Take the line that has "Query: hillside" and all the lines that come after it in the records, and write them out again exactly. Add no other line.

Saved entries:
++++

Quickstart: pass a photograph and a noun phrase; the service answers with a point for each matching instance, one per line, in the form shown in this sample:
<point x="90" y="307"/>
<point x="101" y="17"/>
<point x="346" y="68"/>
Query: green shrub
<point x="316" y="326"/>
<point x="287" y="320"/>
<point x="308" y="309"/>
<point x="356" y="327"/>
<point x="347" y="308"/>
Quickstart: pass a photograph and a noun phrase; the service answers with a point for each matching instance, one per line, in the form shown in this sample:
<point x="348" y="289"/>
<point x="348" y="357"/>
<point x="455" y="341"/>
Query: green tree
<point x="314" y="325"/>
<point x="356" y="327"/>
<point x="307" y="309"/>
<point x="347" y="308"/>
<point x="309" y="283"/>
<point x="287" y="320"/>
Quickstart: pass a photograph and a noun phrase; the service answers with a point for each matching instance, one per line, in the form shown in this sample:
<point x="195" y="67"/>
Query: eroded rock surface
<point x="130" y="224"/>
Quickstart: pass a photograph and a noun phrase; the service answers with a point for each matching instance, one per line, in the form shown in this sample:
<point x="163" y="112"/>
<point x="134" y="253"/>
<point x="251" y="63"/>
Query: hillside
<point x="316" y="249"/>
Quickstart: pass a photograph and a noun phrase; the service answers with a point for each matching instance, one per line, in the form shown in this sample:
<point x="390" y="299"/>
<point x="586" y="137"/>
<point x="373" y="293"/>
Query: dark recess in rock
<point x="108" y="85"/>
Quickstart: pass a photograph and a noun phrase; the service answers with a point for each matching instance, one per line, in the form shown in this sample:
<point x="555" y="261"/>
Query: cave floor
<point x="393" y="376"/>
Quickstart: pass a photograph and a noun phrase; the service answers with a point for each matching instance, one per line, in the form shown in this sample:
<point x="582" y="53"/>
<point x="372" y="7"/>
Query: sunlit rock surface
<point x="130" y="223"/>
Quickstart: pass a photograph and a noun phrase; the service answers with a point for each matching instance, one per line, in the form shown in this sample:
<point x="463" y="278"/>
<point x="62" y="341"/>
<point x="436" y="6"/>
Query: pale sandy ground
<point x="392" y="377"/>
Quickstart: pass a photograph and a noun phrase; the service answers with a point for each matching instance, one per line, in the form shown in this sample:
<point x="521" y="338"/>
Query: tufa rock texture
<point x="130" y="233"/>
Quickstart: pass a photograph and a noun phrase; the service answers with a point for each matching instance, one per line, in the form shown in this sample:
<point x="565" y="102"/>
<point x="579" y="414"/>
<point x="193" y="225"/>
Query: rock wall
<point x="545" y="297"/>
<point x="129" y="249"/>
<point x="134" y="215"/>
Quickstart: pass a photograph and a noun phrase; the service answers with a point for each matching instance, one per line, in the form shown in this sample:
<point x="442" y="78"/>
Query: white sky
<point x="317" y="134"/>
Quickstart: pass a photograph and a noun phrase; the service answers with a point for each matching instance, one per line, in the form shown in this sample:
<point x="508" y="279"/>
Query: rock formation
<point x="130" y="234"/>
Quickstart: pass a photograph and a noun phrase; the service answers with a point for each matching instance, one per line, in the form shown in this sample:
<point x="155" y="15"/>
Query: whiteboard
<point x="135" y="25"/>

++++

# Result of the exercise:
Query: hillside
<point x="316" y="249"/>
Quickstart: pass a photograph and a noun phrase; the service answers with a point for each matching instance, one per line, in the form shown in this sample:
<point x="390" y="299"/>
<point x="586" y="137"/>
<point x="373" y="293"/>
Query: dark recess in rock
<point x="108" y="85"/>
Quickstart: pass a photograph and a noun phrase; the service answers with a point for each matching instance, one per line, in the form shown in this sample:
<point x="555" y="261"/>
Query: cave floor
<point x="393" y="376"/>
Quickstart: pass a photograph and a noun phrase; the service answers with a point for each matching instance, one per line, in the form shown in this sample:
<point x="582" y="53"/>
<point x="372" y="7"/>
Query: sunlit rock surface
<point x="130" y="223"/>
Quickstart: pass a photograph and a noun phrase; the service answers with a point for each matching instance, one per line, in the form shown in this sample:
<point x="463" y="278"/>
<point x="62" y="341"/>
<point x="436" y="6"/>
Query: pale sandy ground
<point x="392" y="377"/>
Quickstart: pass a photograph and a noun phrase; the service answers with a point for each matching instance, one per line, in the form shown in this sample:
<point x="521" y="338"/>
Query: tufa rock texture
<point x="130" y="233"/>
Quickstart: pass a photograph and a noun phrase; the service answers with a point for each matching instance, one per line, in the form shown in this sample:
<point x="565" y="102"/>
<point x="579" y="414"/>
<point x="193" y="225"/>
Query: rock wall
<point x="545" y="297"/>
<point x="129" y="249"/>
<point x="134" y="215"/>
Quickstart: pass a photograph and a noun phrase; the service answers with a point for each matching instance, one per line, in the form shown in this sample:
<point x="442" y="78"/>
Query: white sky
<point x="317" y="134"/>
Quickstart: pass a photograph and a noun phrase; the service answers with a point for each matching instance, one per line, in the form shown in this sample:
<point x="508" y="279"/>
Query: rock formation
<point x="130" y="234"/>
Quickstart: pass a photograph and a noun phrase; the service answers with a point for each matching instance, one per line, in the form shown in this sample:
<point x="155" y="15"/>
Query: whiteboard
<point x="135" y="25"/>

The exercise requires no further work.